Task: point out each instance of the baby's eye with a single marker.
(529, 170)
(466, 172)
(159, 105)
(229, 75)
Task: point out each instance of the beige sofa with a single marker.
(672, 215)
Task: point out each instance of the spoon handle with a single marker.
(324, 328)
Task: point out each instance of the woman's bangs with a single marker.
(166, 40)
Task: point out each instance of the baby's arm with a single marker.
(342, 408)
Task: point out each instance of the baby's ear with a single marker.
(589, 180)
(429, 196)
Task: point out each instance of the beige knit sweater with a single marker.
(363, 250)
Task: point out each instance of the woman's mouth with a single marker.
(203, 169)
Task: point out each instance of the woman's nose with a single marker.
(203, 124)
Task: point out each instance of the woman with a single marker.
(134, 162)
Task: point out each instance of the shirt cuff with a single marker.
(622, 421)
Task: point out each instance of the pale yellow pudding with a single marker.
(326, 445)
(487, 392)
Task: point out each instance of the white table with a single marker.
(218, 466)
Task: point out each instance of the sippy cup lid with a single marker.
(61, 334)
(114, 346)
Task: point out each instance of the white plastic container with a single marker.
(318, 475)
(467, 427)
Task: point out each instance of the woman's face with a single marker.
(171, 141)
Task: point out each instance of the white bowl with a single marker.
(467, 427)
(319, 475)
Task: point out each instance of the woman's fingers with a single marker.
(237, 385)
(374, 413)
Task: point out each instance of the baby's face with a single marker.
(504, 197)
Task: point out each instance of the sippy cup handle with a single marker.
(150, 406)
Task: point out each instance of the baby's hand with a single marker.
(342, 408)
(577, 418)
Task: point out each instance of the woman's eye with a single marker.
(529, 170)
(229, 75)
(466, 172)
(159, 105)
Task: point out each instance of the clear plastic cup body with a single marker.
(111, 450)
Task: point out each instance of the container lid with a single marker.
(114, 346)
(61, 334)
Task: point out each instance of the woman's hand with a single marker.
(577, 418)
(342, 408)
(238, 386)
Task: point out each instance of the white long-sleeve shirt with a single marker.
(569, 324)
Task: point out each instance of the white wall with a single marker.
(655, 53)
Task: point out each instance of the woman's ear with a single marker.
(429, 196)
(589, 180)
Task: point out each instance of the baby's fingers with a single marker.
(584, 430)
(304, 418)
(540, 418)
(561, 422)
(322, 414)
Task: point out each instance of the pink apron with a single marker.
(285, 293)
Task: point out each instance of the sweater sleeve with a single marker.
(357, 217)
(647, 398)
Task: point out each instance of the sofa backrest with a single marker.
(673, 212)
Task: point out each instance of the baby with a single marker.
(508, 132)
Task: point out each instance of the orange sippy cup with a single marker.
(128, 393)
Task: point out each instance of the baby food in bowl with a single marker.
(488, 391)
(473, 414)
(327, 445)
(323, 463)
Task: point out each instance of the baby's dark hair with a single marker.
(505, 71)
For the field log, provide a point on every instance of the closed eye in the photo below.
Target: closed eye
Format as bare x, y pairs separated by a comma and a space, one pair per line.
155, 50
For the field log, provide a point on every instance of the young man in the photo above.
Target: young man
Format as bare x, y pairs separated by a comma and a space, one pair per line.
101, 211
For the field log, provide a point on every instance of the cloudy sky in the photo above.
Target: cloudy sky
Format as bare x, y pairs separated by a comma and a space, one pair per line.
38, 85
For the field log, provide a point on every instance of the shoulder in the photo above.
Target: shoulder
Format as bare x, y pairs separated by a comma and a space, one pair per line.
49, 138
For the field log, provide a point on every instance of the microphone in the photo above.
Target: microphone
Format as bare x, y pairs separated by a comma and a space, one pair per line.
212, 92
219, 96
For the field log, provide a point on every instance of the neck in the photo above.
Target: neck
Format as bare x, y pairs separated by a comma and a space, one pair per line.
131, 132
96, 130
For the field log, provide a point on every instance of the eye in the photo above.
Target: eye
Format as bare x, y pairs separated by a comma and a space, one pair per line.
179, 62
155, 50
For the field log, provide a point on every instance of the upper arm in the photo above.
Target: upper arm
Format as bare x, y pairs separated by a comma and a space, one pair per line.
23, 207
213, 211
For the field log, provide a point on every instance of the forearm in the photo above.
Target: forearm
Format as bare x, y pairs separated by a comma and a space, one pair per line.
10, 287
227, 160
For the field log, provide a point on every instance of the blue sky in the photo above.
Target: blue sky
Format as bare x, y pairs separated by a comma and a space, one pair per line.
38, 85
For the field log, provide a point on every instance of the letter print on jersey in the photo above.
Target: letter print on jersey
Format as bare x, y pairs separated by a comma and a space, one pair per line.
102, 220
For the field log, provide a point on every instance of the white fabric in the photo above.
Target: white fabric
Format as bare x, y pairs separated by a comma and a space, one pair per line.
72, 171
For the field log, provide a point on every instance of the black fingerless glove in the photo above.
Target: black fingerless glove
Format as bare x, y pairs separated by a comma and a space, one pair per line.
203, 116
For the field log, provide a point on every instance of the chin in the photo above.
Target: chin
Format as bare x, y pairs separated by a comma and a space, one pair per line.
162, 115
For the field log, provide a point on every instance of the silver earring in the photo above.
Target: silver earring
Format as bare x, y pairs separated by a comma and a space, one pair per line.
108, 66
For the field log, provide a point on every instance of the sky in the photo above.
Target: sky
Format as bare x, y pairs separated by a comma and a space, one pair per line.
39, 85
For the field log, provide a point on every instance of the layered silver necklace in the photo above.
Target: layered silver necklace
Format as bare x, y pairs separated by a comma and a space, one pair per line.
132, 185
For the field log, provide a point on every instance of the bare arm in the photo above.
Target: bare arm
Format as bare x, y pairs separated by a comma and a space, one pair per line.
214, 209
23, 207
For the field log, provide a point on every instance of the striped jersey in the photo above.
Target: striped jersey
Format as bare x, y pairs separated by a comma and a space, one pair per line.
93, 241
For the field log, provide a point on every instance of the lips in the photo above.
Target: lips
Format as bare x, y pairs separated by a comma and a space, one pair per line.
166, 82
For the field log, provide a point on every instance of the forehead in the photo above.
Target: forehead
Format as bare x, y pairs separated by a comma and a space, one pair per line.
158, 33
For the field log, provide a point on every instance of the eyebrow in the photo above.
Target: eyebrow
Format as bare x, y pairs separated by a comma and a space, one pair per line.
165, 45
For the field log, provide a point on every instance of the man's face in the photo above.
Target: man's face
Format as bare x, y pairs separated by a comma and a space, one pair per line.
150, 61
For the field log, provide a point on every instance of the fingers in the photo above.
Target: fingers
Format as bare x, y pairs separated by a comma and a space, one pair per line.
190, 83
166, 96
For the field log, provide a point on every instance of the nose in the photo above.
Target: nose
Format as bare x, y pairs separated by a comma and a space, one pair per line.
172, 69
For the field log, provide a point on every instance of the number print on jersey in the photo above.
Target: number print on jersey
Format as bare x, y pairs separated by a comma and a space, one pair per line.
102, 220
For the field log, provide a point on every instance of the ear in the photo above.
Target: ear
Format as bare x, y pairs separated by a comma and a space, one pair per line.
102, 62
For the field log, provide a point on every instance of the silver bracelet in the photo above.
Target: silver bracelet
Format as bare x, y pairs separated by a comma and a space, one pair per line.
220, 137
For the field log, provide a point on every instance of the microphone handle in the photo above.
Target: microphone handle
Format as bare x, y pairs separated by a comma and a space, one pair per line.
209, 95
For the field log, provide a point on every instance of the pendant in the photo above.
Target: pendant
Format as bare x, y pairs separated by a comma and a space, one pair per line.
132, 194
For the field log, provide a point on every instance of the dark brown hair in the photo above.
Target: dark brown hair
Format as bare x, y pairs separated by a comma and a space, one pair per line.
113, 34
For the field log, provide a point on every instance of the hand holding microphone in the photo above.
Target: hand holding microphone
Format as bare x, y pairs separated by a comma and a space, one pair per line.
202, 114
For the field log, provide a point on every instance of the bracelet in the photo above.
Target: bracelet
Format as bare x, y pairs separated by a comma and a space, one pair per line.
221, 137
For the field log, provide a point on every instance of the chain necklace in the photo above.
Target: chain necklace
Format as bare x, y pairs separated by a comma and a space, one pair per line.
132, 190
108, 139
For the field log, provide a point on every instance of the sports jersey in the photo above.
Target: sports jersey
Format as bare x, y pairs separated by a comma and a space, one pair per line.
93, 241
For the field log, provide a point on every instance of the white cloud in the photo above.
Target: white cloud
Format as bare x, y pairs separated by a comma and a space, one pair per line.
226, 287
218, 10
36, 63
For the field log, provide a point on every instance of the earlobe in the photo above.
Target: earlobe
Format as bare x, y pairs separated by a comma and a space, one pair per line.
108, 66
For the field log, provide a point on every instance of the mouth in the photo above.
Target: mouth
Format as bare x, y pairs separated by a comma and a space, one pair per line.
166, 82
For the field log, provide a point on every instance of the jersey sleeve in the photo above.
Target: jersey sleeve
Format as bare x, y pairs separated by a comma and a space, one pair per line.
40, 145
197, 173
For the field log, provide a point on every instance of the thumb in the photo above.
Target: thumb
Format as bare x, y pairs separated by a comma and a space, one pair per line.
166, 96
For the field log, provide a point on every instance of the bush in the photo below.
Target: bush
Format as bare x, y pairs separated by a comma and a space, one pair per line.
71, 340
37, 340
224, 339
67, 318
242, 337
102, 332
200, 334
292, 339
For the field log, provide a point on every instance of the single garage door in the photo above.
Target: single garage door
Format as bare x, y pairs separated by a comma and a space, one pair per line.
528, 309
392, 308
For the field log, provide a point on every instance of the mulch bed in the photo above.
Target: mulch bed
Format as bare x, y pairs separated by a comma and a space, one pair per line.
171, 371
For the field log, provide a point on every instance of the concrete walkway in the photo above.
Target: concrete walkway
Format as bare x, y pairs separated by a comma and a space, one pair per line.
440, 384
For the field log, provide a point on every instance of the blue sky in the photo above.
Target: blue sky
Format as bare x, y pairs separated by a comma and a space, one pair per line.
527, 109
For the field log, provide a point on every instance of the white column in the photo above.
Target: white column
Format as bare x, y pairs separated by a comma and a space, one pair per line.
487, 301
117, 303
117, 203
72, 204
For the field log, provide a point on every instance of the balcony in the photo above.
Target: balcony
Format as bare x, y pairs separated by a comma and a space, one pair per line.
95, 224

━━━━

# EXERCISE
Please report the number of lines in this material holding the word "fingerless", and add no other words.

# FINISHED EXERCISE
2